— Short task —
Starting at the line that contains "Where in the photo above is the grey" and ending at the final line of the records, output those lines verbatim, leaving out the pictures.

— Supplied material —
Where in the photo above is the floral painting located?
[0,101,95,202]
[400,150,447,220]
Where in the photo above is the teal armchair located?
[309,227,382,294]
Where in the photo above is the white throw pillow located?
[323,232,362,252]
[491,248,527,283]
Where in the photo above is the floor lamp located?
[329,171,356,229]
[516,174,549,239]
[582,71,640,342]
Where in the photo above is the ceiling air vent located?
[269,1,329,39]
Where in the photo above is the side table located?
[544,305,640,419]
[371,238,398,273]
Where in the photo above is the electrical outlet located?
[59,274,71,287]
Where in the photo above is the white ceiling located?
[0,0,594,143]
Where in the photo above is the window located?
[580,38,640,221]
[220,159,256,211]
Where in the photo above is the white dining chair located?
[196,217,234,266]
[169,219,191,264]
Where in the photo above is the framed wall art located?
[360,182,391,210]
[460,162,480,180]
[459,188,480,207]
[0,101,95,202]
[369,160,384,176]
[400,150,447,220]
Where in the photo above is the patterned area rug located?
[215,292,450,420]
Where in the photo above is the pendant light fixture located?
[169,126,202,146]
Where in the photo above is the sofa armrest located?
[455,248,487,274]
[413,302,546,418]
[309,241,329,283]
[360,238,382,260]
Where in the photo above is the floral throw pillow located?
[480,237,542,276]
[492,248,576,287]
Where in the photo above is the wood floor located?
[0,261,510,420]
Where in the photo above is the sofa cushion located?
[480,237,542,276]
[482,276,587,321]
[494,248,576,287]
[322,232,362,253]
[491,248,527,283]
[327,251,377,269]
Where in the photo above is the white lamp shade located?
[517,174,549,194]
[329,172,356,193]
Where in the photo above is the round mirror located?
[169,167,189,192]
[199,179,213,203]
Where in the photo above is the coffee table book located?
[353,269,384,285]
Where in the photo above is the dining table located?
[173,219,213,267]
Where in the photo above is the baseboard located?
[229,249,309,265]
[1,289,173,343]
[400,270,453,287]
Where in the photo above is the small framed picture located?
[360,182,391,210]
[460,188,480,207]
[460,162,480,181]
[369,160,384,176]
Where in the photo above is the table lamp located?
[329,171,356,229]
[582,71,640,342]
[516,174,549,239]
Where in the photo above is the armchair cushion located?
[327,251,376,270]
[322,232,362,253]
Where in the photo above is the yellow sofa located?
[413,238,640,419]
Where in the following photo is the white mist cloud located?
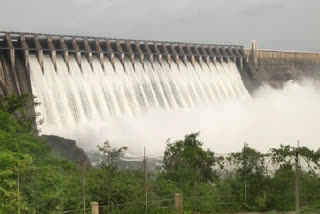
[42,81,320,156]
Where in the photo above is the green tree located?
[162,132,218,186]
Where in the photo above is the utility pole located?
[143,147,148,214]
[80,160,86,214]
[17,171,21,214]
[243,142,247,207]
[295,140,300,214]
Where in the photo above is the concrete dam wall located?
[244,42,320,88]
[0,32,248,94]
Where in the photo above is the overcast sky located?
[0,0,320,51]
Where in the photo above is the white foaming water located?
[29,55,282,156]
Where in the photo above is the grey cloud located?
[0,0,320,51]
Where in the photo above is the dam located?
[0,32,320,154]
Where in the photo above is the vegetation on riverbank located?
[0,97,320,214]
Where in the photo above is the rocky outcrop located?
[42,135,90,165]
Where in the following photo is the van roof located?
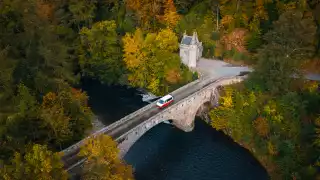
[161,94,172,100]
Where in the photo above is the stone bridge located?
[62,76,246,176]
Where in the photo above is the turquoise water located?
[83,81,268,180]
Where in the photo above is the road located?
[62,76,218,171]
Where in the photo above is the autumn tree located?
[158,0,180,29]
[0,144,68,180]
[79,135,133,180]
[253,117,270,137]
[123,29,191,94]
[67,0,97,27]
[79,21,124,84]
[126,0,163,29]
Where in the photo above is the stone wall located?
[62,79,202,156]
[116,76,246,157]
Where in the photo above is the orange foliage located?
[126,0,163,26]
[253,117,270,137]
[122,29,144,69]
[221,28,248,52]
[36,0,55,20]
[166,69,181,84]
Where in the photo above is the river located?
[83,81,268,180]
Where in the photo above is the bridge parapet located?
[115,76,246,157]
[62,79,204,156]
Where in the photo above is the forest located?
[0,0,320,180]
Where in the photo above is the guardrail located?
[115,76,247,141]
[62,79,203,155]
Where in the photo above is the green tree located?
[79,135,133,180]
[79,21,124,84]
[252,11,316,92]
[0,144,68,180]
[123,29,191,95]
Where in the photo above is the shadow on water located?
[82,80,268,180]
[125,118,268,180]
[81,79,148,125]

— Correct result —
Where in the photo above is the grey cloud located?
[0,0,320,51]
Where in the photo above is the dam located?
[0,32,320,154]
Where in the photo above is the vegetation on riverbank located?
[0,97,320,214]
Where in the photo above is the rocky outcrop located?
[42,135,90,165]
Where in the following photo is the van roof located?
[161,94,172,100]
Where in the photo above is the stone bridge located?
[62,76,246,176]
Where in the photo above is the turquoise water located?
[83,81,268,180]
Where in the photo above is the road located?
[62,76,218,171]
Where in the photo above is the autumn tree located?
[158,0,180,29]
[0,144,68,180]
[79,135,133,180]
[253,117,270,137]
[123,29,191,94]
[67,0,97,27]
[79,21,124,84]
[126,0,163,29]
Where in the photo above is the stone wall located?
[62,79,202,156]
[116,76,246,157]
Where in the photo above is the orange foliage located?
[126,0,163,26]
[253,117,270,137]
[122,29,144,69]
[221,28,248,52]
[36,0,55,20]
[166,69,181,84]
Where in the photo above is the river located?
[83,81,268,180]
Where in the photo above is the bridge parapet located?
[115,76,246,157]
[62,79,204,156]
Where in the photo above is the forest located?
[0,0,320,180]
Where in the photo above is the guardrail located?
[115,76,247,141]
[62,79,203,155]
Where in the photo above is the green tree located?
[79,135,133,180]
[79,21,124,84]
[252,11,316,92]
[0,144,68,180]
[123,29,191,95]
Where in the photo above is the shadow on water located?
[82,80,268,180]
[125,118,268,180]
[81,79,148,125]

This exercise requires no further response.